::: Reading passage :::

I should add that North Wales Police are still trying to get hold of Cunliffe, to warn him that threatening to ‘eradicate’ people is not the thing to do, but he’s proving elusive. As this text message from the NWP officer involved makes clear.

Text message received from North Wales Police. Click to enlarge

My position remains as it was set out in my response to Manleys of Chester and elsewhere. If I’ve made a mistake, then convince me of my error and I’ll amend it or remove it. But any threats will be passed straight on to North Wales Police.

GOING FOR A SONG

In Weep for Wales 13 we learnt that after the liquidation of the holding company, Leisure & Development Ltd, the various pubs, hotels and caravan parks involved went up for auction.

I’m informed that all have been sold with the exception of the two Powys properties. Though it’s rarely that simple with the Williams gang.

For a start, I’m told that the Knighton Hotel was sold to someone who immediately put it back up for auction! Perhaps after realising that Paul and Rowena Williams still owned parts of this substantial property. They may still own the cellars!

Knighton Hotel, both stone and mock Tudor. Click to enlarge

When it comes to the Radnorshire Arms, a former regular at that hostelry tells me, “The Rad is awash with Chinese whispers, a local consortium, local millionaire, far away millionaire and possibly Donald Trump’s chiropodist are all interested!”

Though one thing worth pointing out, and a reminder of how Paul and Rowena Williams operate, is that when the Knighton Hotel went for sale at auction in May it failed to meet the reserve price of £375,000. It comes up for auction again on the 23rd of this month, with the guide price down to £310,000. “We expect some strong bidding”, says a hopelessly optimistic auctioneer.

UPDATE 23.10.2019: The Knighton Hotel did not sell.

Yet when the Knighton Hotel was bought in 2015 by their company Leisure & Development Ltd the Williams pair claim to have paid £2,881,599. In reality, they paid nothing – because they already owned it. But they still got a loan from the National Westminster Bank.

And it was the same with the Radnorshire Arms, for which they claim to have paid £3,487,049. Again, they got a loan from the NatWest.

And that’s why the NatWest is owed £6,202,405.45. But of course this has nothing to do with Paul and Rowena Williams – because they sold Leisure & Development Ltd and everything the company owned to Keith Part(d)ridge in February 2018 – don’t you remember!

:::

* [What is asked]
• 1. According to the post, what reserve price did the Knighton Hotel fail to meet at its May auction?
• 2. Reproduce word for word everything in the post from "Text message received" down to "own the cellars!".

::: Data section :::

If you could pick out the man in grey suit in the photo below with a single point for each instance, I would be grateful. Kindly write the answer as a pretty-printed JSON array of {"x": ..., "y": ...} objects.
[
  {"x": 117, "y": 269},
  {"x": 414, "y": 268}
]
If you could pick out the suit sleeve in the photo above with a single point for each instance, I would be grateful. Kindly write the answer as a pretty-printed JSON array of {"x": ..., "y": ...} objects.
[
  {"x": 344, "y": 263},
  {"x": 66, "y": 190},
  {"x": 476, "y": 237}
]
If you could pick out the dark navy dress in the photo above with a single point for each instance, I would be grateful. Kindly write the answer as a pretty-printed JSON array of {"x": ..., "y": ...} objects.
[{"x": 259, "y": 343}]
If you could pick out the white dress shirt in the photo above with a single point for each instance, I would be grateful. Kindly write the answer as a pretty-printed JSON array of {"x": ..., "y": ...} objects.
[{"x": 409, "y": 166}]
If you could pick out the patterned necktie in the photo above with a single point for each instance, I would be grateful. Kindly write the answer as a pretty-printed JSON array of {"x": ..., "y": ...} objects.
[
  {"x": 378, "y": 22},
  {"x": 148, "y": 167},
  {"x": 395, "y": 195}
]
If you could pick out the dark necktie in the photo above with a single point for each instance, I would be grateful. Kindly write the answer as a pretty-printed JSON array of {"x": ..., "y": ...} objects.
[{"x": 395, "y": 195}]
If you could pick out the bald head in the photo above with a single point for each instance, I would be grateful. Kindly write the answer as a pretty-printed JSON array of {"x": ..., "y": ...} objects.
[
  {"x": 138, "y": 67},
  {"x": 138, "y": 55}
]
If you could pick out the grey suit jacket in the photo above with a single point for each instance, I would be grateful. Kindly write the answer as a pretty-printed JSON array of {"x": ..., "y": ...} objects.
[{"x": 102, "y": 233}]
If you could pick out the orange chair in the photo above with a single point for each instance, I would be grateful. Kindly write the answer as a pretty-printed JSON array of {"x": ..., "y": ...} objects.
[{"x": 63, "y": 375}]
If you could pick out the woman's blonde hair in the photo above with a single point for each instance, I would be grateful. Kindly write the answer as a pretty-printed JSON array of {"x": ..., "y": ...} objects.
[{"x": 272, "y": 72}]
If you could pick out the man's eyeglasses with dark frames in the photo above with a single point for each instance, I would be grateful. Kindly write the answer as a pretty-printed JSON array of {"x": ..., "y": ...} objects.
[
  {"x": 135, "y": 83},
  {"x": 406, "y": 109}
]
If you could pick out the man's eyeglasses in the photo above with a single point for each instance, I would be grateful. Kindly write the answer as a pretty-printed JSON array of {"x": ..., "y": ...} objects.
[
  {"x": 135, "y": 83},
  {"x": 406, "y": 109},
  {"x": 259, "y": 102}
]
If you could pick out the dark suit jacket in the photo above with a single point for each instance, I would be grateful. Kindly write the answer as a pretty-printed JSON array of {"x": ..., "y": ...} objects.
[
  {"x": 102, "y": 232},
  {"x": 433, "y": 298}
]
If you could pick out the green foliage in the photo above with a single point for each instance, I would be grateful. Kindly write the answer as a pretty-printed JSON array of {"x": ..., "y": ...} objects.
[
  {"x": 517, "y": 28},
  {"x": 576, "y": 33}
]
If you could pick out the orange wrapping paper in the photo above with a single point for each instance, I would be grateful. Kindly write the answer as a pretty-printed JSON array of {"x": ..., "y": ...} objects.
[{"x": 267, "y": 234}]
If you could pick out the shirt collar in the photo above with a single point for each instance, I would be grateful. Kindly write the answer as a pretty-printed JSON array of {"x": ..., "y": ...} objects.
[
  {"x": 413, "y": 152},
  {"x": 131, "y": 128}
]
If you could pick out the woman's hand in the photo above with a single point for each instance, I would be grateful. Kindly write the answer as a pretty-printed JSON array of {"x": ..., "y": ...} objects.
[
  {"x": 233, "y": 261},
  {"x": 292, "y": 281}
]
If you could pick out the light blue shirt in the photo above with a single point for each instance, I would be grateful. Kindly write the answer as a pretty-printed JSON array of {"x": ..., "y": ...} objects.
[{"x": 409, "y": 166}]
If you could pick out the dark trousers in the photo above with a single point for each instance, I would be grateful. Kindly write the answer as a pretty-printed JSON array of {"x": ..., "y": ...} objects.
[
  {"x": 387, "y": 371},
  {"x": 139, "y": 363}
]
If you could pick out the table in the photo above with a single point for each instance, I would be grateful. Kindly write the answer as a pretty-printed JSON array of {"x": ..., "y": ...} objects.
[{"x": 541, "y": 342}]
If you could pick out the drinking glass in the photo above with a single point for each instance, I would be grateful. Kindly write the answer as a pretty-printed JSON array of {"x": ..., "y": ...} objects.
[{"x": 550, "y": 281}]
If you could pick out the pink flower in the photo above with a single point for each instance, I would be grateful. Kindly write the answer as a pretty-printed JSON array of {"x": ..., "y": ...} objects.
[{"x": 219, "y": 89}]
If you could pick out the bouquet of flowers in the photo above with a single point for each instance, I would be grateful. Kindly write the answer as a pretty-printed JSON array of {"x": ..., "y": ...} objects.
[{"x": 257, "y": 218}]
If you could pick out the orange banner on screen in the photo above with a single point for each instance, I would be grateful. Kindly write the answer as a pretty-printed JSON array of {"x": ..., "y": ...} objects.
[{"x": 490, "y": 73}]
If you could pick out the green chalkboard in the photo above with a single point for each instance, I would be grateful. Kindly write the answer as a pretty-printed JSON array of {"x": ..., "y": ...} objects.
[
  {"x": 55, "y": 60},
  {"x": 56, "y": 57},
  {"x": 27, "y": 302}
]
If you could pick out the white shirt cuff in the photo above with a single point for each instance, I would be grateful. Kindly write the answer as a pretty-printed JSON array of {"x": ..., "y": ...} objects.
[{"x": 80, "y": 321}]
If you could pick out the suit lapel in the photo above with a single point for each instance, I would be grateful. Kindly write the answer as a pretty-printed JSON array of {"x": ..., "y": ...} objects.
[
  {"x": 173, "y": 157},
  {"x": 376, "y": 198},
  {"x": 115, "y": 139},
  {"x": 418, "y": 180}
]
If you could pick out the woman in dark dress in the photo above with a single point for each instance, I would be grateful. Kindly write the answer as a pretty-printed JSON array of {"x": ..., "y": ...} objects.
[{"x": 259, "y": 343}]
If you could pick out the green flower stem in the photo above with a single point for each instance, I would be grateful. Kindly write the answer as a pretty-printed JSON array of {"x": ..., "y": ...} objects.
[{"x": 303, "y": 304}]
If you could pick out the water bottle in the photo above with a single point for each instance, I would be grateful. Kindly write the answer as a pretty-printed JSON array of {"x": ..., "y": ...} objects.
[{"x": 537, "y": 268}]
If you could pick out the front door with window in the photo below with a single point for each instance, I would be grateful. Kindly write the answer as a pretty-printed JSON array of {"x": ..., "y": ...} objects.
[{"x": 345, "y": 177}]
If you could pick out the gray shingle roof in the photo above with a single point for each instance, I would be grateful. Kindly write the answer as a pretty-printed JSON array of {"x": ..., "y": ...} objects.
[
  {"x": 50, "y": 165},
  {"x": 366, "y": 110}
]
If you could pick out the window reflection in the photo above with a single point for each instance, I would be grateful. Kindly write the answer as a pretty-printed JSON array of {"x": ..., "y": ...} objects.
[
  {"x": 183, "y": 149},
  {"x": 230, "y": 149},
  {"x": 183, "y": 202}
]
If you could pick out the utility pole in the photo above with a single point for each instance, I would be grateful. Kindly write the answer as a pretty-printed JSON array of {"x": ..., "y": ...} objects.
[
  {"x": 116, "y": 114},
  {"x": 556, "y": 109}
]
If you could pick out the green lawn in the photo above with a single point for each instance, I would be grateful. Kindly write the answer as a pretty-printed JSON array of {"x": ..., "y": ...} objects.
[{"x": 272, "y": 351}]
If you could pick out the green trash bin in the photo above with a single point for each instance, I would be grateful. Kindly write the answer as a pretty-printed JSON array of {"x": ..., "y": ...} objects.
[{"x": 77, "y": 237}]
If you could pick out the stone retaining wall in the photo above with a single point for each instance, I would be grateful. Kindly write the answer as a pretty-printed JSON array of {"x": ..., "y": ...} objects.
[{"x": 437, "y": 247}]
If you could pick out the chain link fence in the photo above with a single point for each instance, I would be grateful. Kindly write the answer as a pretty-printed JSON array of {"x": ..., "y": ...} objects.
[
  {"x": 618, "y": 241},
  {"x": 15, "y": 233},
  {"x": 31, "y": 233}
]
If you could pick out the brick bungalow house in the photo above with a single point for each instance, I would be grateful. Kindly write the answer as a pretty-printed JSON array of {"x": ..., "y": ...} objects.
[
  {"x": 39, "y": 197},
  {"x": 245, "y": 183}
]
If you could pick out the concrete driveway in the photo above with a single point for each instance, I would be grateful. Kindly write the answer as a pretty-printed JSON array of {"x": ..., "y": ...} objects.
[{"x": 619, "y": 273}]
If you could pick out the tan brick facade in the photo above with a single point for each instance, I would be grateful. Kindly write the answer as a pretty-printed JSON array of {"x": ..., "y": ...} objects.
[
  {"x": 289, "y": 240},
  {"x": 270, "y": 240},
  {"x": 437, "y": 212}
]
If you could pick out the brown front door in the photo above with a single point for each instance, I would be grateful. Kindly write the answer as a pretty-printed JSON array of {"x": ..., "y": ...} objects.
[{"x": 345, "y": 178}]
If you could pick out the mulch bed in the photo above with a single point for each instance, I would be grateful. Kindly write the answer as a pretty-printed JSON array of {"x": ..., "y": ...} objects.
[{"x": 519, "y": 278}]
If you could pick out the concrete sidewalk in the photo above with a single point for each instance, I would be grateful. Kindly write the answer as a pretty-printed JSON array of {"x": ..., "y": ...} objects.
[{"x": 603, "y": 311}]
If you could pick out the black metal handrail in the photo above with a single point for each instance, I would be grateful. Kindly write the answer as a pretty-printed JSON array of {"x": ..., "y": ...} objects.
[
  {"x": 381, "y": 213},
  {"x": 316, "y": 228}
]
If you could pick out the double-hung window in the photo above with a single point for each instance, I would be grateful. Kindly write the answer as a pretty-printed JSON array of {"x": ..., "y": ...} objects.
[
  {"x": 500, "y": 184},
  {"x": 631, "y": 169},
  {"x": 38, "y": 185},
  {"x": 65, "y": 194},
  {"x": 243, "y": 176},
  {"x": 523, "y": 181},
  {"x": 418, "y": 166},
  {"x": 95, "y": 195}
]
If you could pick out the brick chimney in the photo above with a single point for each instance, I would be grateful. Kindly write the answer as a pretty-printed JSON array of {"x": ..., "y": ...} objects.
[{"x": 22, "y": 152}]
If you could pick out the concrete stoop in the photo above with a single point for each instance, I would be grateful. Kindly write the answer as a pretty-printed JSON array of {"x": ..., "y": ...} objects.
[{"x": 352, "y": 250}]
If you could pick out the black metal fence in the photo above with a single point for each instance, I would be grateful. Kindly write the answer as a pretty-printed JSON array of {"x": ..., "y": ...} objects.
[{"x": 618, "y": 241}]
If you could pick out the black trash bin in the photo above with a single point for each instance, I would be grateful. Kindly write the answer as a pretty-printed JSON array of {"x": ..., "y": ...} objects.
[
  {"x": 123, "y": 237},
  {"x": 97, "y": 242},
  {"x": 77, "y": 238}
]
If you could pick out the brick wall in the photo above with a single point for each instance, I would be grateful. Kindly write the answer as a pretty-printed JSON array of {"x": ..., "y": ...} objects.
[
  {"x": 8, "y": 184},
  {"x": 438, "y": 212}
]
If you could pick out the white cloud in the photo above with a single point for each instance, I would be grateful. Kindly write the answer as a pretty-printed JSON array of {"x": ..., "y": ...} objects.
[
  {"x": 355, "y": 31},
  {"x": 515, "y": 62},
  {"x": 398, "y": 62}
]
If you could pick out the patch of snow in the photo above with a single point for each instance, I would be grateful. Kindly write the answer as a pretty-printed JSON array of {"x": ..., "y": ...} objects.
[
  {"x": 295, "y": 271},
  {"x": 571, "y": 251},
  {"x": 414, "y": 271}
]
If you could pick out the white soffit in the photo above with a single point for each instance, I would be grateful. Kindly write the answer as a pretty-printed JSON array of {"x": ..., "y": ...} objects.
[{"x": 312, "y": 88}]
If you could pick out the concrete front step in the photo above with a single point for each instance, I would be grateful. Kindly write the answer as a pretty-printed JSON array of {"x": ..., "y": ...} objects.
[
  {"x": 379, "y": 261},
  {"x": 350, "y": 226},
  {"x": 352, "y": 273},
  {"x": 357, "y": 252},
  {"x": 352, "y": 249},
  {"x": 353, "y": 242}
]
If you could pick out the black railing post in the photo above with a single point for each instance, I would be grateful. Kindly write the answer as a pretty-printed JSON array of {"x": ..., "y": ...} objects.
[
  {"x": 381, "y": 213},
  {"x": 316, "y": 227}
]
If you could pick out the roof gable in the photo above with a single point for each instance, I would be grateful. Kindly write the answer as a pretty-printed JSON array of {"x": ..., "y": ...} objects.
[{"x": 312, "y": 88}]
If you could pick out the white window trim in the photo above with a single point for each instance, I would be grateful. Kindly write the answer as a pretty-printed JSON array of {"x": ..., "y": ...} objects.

:::

* [Full solutions]
• 1. £375,000

• 2.
Text message received from North Wales Police. Click to enlarge

My position remains as it was set out in my response to Manleys of Chester and elsewhere. If I’ve made a mistake, then convince me of my error and I’ll amend it or remove it. But any threats will be passed straight on to North Wales Police.

GOING FOR A SONG

In Weep for Wales 13 we learnt that after the liquidation of the holding company, Leisure & Development Ltd, the various pubs, hotels and caravan parks involved went up for auction.

I’m informed that all have been sold with the exception of the two Powys properties. Though it’s rarely that simple with the Williams gang.

For a start, I’m told that the Knighton Hotel was sold to someone who immediately put it back up for auction! Perhaps after realising that Paul and Rowena Williams still owned parts of this substantial property. They may still own the cellars!